## REQUIRED TASK:
Return each row below that contains the string "tree", copying every such row in full.

## INFORMATION PROVIDED:

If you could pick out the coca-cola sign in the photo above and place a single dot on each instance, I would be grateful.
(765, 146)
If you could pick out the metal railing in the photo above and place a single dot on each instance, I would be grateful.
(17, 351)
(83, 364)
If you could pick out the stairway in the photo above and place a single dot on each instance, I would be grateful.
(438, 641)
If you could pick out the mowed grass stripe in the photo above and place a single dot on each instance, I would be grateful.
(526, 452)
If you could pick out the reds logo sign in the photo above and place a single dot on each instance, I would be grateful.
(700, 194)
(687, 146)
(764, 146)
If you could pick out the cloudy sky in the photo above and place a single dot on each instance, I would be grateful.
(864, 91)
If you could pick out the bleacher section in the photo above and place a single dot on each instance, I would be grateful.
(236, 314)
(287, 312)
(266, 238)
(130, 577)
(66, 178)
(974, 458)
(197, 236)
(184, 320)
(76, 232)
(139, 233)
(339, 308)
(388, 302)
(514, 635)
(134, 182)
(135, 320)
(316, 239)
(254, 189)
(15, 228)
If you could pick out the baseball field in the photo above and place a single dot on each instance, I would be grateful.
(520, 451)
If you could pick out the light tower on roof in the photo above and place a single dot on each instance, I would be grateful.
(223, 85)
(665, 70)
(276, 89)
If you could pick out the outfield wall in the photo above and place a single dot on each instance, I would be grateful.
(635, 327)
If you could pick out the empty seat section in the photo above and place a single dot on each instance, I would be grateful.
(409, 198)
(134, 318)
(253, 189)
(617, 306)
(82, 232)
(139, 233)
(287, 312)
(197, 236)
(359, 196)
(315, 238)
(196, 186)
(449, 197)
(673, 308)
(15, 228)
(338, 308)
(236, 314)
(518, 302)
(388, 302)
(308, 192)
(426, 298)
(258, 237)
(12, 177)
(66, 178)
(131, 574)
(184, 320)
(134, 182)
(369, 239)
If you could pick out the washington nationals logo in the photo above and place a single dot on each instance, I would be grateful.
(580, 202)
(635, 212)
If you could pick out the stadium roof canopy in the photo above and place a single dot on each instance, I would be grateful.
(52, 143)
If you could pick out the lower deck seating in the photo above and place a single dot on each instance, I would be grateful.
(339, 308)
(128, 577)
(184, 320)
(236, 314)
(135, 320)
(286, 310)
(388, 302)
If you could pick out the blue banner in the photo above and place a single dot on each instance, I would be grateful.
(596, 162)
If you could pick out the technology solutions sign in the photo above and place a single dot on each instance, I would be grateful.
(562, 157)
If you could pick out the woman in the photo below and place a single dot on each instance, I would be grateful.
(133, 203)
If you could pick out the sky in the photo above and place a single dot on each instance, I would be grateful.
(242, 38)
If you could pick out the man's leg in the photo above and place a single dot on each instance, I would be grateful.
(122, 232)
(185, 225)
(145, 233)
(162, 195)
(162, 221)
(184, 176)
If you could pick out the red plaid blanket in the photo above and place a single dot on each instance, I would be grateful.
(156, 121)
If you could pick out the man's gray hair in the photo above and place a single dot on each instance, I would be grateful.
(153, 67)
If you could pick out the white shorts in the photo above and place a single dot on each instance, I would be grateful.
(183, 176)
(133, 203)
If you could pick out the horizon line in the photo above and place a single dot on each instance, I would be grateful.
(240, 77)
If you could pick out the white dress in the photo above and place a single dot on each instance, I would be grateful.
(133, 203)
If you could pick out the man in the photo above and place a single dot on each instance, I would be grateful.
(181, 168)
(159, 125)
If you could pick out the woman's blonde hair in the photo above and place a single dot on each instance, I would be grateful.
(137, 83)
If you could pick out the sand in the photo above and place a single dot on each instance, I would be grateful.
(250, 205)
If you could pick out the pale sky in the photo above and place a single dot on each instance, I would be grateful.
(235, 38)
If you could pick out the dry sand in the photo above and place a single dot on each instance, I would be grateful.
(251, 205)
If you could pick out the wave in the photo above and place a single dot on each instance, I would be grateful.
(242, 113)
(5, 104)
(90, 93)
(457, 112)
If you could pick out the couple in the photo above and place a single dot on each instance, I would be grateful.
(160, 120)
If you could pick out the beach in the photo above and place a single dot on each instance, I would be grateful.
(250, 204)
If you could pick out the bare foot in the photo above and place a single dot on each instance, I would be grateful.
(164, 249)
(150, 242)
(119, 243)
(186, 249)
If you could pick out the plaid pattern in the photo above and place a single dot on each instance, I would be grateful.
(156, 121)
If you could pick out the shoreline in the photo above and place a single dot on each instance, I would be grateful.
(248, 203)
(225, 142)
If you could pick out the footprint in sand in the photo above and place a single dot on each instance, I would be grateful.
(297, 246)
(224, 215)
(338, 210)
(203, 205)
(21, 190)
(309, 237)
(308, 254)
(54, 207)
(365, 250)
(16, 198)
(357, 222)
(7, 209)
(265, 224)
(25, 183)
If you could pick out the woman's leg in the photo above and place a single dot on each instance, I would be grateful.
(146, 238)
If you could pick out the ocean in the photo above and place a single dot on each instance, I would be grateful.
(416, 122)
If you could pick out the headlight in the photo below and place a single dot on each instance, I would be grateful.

* * *

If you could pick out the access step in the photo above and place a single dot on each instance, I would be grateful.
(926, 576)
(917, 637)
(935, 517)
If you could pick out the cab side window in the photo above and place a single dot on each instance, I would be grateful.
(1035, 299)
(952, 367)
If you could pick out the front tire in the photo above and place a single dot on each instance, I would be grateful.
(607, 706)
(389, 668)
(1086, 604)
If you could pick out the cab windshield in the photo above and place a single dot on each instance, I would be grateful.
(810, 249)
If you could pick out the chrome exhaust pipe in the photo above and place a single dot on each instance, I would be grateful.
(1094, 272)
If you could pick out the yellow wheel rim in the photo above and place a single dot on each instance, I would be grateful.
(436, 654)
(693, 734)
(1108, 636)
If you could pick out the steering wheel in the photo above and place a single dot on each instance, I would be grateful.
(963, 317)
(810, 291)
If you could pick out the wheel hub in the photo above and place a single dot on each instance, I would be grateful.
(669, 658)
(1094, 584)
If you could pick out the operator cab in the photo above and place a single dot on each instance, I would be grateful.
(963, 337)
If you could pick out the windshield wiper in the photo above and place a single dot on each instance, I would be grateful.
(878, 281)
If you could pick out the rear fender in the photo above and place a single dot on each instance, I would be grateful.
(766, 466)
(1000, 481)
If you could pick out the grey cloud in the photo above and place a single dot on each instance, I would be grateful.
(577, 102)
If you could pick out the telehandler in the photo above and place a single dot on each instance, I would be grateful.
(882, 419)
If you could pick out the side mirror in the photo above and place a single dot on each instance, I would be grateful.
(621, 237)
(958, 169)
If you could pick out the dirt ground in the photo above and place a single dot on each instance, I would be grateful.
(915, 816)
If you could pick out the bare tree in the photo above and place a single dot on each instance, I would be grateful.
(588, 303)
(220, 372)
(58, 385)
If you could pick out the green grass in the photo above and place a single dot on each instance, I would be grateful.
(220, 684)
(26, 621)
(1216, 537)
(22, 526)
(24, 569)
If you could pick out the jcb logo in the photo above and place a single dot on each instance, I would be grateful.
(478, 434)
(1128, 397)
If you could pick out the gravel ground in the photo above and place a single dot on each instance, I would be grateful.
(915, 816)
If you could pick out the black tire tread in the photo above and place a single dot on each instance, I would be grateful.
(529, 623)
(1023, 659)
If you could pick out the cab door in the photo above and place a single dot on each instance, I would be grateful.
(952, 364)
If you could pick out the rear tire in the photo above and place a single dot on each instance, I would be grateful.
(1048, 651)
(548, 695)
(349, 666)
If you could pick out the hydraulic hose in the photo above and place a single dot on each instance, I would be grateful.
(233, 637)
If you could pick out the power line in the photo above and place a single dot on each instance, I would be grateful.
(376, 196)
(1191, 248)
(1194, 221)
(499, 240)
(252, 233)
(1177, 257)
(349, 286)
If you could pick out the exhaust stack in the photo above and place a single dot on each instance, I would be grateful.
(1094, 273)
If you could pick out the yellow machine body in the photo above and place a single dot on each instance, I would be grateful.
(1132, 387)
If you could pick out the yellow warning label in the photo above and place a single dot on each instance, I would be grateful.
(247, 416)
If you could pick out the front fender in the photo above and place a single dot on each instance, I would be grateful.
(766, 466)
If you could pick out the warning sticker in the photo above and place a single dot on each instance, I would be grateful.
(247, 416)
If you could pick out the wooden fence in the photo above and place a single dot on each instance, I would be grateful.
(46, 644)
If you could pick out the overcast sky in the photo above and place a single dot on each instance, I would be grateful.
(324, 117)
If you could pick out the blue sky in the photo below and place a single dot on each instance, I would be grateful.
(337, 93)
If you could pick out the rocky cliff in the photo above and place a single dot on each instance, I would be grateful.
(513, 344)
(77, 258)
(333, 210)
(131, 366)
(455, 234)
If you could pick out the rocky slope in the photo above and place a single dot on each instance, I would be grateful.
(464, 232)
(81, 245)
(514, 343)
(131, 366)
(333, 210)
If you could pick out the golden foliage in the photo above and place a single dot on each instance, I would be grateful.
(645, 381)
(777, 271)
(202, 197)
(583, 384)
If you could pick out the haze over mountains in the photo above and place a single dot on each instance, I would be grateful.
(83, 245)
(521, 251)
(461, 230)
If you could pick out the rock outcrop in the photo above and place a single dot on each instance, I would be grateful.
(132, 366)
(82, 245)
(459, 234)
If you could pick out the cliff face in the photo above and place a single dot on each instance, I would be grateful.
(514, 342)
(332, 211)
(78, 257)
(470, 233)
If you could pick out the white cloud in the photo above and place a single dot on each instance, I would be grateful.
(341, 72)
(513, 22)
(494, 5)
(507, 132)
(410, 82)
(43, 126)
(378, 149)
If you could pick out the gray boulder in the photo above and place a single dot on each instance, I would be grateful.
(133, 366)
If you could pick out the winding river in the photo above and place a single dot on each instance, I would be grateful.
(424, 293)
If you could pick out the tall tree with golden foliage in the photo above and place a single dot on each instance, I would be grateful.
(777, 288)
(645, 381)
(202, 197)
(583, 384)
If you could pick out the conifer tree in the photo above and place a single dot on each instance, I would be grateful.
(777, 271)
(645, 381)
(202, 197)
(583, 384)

...

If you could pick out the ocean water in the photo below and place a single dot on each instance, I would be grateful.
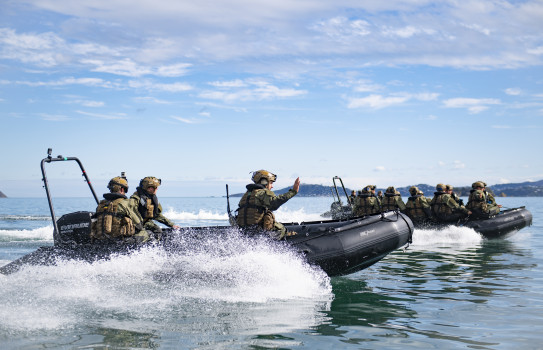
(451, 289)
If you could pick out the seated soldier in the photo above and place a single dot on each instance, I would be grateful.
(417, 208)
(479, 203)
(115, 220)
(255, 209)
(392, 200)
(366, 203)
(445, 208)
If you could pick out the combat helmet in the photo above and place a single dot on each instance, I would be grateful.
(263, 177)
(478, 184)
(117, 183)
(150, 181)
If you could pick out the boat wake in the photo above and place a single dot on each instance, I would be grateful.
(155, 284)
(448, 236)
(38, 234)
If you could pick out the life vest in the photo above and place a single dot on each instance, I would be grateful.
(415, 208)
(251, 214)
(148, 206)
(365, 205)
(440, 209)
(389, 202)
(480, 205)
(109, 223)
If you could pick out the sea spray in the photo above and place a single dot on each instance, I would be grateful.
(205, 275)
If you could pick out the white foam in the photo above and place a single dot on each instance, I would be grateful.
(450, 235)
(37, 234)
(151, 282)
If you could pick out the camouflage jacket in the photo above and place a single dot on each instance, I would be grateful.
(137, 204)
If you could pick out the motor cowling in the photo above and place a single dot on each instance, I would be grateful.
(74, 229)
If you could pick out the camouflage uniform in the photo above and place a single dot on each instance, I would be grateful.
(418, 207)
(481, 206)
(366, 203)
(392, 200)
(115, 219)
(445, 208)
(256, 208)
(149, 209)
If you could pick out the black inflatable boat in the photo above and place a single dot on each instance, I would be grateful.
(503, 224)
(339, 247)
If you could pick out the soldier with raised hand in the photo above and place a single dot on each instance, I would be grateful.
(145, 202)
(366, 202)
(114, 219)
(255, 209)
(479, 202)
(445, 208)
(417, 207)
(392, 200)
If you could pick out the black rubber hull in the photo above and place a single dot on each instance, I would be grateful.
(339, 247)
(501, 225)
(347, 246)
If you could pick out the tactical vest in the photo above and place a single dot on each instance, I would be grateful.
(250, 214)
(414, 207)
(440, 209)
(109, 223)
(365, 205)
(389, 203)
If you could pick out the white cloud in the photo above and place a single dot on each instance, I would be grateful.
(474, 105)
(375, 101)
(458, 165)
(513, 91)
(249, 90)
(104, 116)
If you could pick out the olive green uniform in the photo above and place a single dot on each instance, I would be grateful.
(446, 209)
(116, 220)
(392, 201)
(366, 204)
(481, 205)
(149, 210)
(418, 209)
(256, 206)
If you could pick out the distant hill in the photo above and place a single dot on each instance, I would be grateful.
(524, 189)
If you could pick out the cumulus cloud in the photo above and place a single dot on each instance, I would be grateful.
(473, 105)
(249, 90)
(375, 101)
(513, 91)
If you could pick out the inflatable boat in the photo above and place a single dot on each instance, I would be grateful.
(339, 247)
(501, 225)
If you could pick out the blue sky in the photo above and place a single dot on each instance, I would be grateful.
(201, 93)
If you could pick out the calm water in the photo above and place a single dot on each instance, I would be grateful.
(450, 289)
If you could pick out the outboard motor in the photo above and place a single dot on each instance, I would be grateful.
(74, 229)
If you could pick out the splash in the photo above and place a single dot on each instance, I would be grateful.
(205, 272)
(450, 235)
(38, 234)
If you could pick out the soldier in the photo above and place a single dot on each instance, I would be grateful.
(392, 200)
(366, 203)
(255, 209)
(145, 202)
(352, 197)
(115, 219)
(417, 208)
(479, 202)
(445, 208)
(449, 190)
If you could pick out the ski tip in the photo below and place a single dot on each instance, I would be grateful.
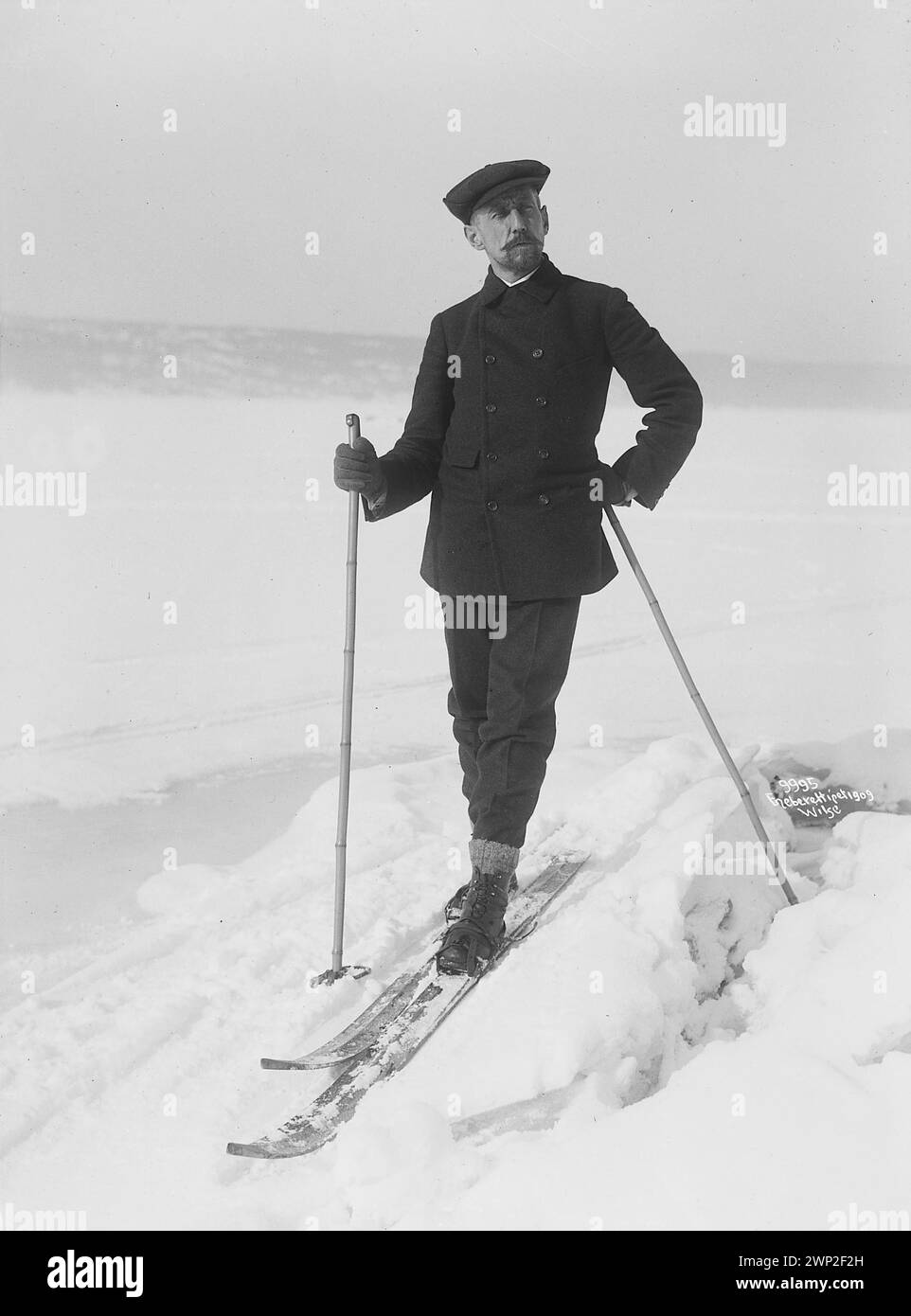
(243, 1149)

## ANSWER TO THIS TASK:
If you could pick out the bare tree in the photo above and place a single dot on each instance, I would be grateful.
If you could pick out the tall tree with golden foliage in the photo above and place a single dot on each instance, I would be grateful.
If you could pick out the conifer tree in the photo above and place a single dot on each instance, I would be grateful.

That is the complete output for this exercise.